[Referring expression pointing data]

————

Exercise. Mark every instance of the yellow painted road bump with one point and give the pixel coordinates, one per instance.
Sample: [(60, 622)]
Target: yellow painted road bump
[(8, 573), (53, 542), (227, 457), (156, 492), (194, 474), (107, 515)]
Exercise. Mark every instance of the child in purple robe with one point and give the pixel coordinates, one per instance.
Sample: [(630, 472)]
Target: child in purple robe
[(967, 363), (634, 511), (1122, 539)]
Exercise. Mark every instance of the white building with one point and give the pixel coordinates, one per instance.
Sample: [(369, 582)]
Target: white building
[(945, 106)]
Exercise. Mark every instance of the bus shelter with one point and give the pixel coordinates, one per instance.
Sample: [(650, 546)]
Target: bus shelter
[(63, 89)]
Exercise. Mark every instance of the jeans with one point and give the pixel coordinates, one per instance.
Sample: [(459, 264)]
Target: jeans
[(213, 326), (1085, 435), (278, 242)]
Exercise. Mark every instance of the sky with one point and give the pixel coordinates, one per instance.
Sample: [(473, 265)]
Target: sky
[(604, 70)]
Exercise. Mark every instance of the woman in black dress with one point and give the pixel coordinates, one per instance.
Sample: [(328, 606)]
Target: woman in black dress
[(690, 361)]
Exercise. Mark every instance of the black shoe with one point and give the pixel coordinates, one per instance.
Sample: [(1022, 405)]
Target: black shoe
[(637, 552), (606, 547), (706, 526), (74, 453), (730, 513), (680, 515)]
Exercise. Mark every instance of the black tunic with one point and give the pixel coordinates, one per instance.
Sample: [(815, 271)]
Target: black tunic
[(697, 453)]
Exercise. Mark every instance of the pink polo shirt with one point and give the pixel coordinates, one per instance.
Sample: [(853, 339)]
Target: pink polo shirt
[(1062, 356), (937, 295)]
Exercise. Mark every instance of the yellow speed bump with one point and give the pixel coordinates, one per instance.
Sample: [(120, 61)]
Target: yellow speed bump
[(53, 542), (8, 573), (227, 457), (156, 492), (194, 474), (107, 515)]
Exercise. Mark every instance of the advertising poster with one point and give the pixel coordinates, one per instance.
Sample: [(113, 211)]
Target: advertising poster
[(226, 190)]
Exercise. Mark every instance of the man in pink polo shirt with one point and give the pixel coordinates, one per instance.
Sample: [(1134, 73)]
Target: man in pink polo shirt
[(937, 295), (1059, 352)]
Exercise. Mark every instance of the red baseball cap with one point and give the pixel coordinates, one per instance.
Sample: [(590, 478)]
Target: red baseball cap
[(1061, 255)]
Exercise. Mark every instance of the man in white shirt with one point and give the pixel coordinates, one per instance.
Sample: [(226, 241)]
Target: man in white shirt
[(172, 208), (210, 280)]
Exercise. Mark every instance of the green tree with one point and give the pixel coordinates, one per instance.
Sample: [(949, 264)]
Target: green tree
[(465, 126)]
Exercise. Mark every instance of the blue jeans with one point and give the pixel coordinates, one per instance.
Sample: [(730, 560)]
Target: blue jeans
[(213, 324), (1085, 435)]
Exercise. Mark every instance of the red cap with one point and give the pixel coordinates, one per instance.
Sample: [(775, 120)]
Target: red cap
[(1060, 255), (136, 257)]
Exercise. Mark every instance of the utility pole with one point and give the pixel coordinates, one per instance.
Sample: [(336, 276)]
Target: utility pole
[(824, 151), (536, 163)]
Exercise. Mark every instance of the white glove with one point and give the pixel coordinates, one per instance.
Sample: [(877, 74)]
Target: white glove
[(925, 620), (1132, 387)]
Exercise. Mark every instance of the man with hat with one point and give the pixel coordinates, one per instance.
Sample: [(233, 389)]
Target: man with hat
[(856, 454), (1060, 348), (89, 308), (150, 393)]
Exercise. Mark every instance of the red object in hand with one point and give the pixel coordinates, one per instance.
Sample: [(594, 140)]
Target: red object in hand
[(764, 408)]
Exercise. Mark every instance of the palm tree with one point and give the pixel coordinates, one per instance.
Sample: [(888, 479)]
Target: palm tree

————

Your goal:
Every record must be repeated precisely and in full.

Exercise result:
Exercise. Mark every instance of the yellow painted road bump with one point and give the pixel coordinates, one per instance.
Sample: [(60, 622)]
Target: yellow painted road bump
[(8, 573), (53, 542), (227, 457), (156, 492), (194, 474), (107, 515)]
Exercise. Mark every instance of the child in purple robe with one point and give the pixel coordinates, one per instance.
Sample: [(630, 472)]
Target: child in purple robe
[(967, 363), (634, 511), (1122, 539)]
Exercise. Mark every instance of the white building with one point and give the pixel coordinates, one per instance.
Sample: [(369, 582)]
Target: white building
[(945, 106)]
Exercise. Mark every instance of the bus shelter with one point and give the pixel coordinates, one per instance.
Sample: [(650, 546)]
Target: bus shelter
[(63, 89)]
Exercise. Mark every instance of the jeans with one point and give the pixel coordinates, one per instance.
Sample: [(459, 264)]
Target: jeans
[(213, 326), (1085, 435), (278, 242)]
Exercise. Mark every instance of the sky with one point and give the pixel coordinates, one per instance.
Sample: [(473, 265)]
Target: sky
[(604, 70)]
Exercise. Mark every instance of the woman in black dress with one point and give the pixel coordinates, one per instance.
Sample: [(328, 606)]
Target: woman in black dress
[(690, 361)]
Exercise. Mark every instance of the black shoe with one point and give the pixel coordinates, one per instance.
Sample: [(1022, 405)]
Target: black shoe
[(637, 552), (606, 547), (706, 526), (74, 453), (730, 513), (680, 515)]
Exercise. Mark every instance of the black tunic with one point and give the pixel coordinates, one per instance.
Sample: [(815, 271)]
Target: black tunic
[(697, 453)]
Exercise. Mark every instance of the pink polo shirt with one point and give the pixel coordinates, one per instance.
Sample: [(853, 339)]
Target: pink polo shirt
[(1062, 356), (937, 295)]
Exercise. Mark every instance of the yellow speed bump with one point and give the pixel coordinates, one per instance.
Sample: [(120, 61)]
Target: yellow speed bump
[(53, 542), (8, 573), (227, 457), (156, 492), (194, 474), (107, 515)]
Exercise. Mark every instance of the advertising poster with one point and give the pixel coordinates, one per instance.
Sample: [(113, 211)]
Target: advertising poster
[(226, 190)]
Exercise. Mark every instance of the man in pink polo shirt with one point and give the pixel coordinates, one per instance.
Sample: [(1134, 73)]
Target: man in pink polo shirt
[(937, 295), (1059, 352)]
Exercise. Mark every instance of the red baseball cap with one point and give the pixel coordinates, one per instance.
Sample: [(590, 478)]
Target: red baseball cap
[(1061, 255)]
Exercise. Mark every instance of the man in white shirt with one point and give the pixel coordinates, one per instance.
Sample: [(226, 241)]
Target: man in white shirt
[(172, 208), (210, 280)]
Exercise. Mark every instance of the green tree with one point and give the pixel coordinates, one per instance.
Sample: [(949, 264)]
Target: green tree
[(465, 126)]
Exercise. Mark every instance of the blue jeans with one point and give the pixel coordinates, one per instance.
Sample: [(730, 560)]
Target: blue jeans
[(213, 324), (1085, 435)]
Exercise. Mark every instance of the red cap with one point and give the pixel coordinates, one per instance.
Sample: [(775, 120)]
Target: red cap
[(1060, 255), (136, 257)]
Exercise. Mark every instance of the utility pole with one point and give the pixel coordinates, one per instance.
Sample: [(336, 276)]
Target: utility pole
[(824, 151), (536, 163)]
Exercise. Mark every instance of the white glove with one point and give the pixel coordinates, one per instance.
Sample: [(877, 74)]
Target: white glove
[(925, 620), (1132, 387)]
Exercise. Mark every instance of the man with hat with one point and give the pixel coordinates, one per instance.
Sample: [(233, 389)]
Target: man with hat
[(856, 454), (1060, 348), (89, 308), (150, 393)]
Exercise. Mark every instance of the red object in hand with one point and give the pixel coordinates, one per instance.
Sample: [(594, 140)]
Target: red object in hand
[(764, 408)]
Exercise. Mark every instance of the palm tree with one point and give the pixel coordinates, one per instance.
Sample: [(888, 479)]
Target: palm tree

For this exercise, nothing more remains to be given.